## Data provided
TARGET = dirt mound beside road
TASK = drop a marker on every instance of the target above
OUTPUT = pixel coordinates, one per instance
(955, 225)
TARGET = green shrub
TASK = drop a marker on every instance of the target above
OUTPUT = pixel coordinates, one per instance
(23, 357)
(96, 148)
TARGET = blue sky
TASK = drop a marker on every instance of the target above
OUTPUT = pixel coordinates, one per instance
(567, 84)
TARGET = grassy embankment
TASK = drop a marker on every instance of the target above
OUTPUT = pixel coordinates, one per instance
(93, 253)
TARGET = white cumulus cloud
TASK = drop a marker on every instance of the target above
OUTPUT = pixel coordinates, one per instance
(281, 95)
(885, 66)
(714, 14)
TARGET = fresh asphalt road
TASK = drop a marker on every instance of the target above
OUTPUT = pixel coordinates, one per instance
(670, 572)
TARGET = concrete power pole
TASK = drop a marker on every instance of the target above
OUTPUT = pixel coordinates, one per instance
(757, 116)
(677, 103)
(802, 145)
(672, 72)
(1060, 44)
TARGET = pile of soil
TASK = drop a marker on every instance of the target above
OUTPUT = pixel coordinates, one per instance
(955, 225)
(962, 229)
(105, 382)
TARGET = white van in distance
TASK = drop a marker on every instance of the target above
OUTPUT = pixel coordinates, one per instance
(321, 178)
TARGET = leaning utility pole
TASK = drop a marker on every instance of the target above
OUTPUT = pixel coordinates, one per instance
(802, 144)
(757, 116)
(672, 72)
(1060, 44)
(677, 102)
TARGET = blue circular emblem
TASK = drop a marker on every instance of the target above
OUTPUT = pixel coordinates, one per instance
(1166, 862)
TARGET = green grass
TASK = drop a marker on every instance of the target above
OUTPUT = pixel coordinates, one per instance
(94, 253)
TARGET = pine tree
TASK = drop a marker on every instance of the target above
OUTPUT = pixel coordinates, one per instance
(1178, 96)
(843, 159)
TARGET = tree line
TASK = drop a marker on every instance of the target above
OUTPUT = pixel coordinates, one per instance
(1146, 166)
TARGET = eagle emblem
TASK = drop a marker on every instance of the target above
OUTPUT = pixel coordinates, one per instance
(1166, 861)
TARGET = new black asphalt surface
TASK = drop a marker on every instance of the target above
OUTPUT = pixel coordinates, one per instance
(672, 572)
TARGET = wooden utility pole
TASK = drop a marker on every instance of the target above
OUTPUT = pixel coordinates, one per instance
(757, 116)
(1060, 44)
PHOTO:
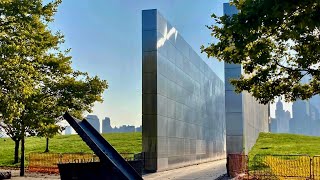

## Task statement
Everything in the listing above must be restated word for word, except the images.

## Response to this exercise
TARGET = dirt mound beside road
TASK = drop a marker on every instance of the target above
OUTPUT = pixel coordinates, one per instance
(955, 225)
TARGET = green shrub
TASK = drop a marker on every instance of the target above
OUTPUT = pixel coordinates, one per instance
(23, 357)
(96, 148)
TARGET = blue sky
TASK = drop a marker on every instance of the target above
OUTPUT = pixel coordinates, one per instance
(567, 84)
TARGET = grassy embankment
TASK = drop a marker on every instance of the target above
OUTPUT = pixel coordinates, one per instance
(93, 253)
TARGET = white cumulus cloud
TASK = drop a marker on every instance of the target above
OUTPUT = pixel coordinates, one per instance
(281, 95)
(885, 66)
(714, 14)
TARGET = fresh asphalt road
TASK = drop a marker on every instance of the target above
OUTPUT = pixel coordinates, one per instance
(670, 572)
TARGET = concrete power pole
TASK = drop a marker on every instance of the target above
OUTPUT = pixel coordinates, one per instance
(757, 116)
(677, 103)
(802, 145)
(672, 72)
(1060, 44)
TARGET = pile of soil
TASK = drop a marker on every instance of the target above
OUTPUT = pixel coordinates, one per instance
(955, 225)
(962, 229)
(105, 382)
TARGET = white van in distance
TASK = drop a marker on every instance of the target above
OUTPUT = pixel coordinates, one per instance
(321, 178)
TARGET = leaning utility pole
TASK = drop a marker on every instance of the target above
OUTPUT = pixel coordinates, one per instance
(802, 144)
(757, 116)
(672, 72)
(1060, 44)
(677, 102)
TARGET = blue circular emblem
TASK = drop a marker on every instance of the target above
OUTPUT = pixel coordinates, one per instance
(1166, 862)
TARGET = green grass
TASK = drop a marker on every instance of the target above
OUTPUT = pixel coordinates, one per instance
(94, 253)
TARGET = pine tree
TASK = drop a marker on every instance of the target above
OUTPUT = pixel coordinates, one per instance
(1178, 96)
(843, 159)
TARGET = tree line
TASK = drop a marker on every instance of the target above
OUTPUT = pixel coordinates, one per instance
(1146, 166)
TARGET = eagle emblem
TASK = drop a marker on every instance of the target above
OUTPUT = pixel coordinates, one per instance
(1166, 861)
TARGET = new black asphalt surface
TASK = drop a marker on every instance of the target above
OUTPUT = pixel coordinates, one per instance
(672, 572)
TARGET = wooden utility pole
TASK = drop a marker on every instance of the target above
OUTPUT = pixel coordinates, one per instance
(757, 116)
(1060, 44)
PHOTO:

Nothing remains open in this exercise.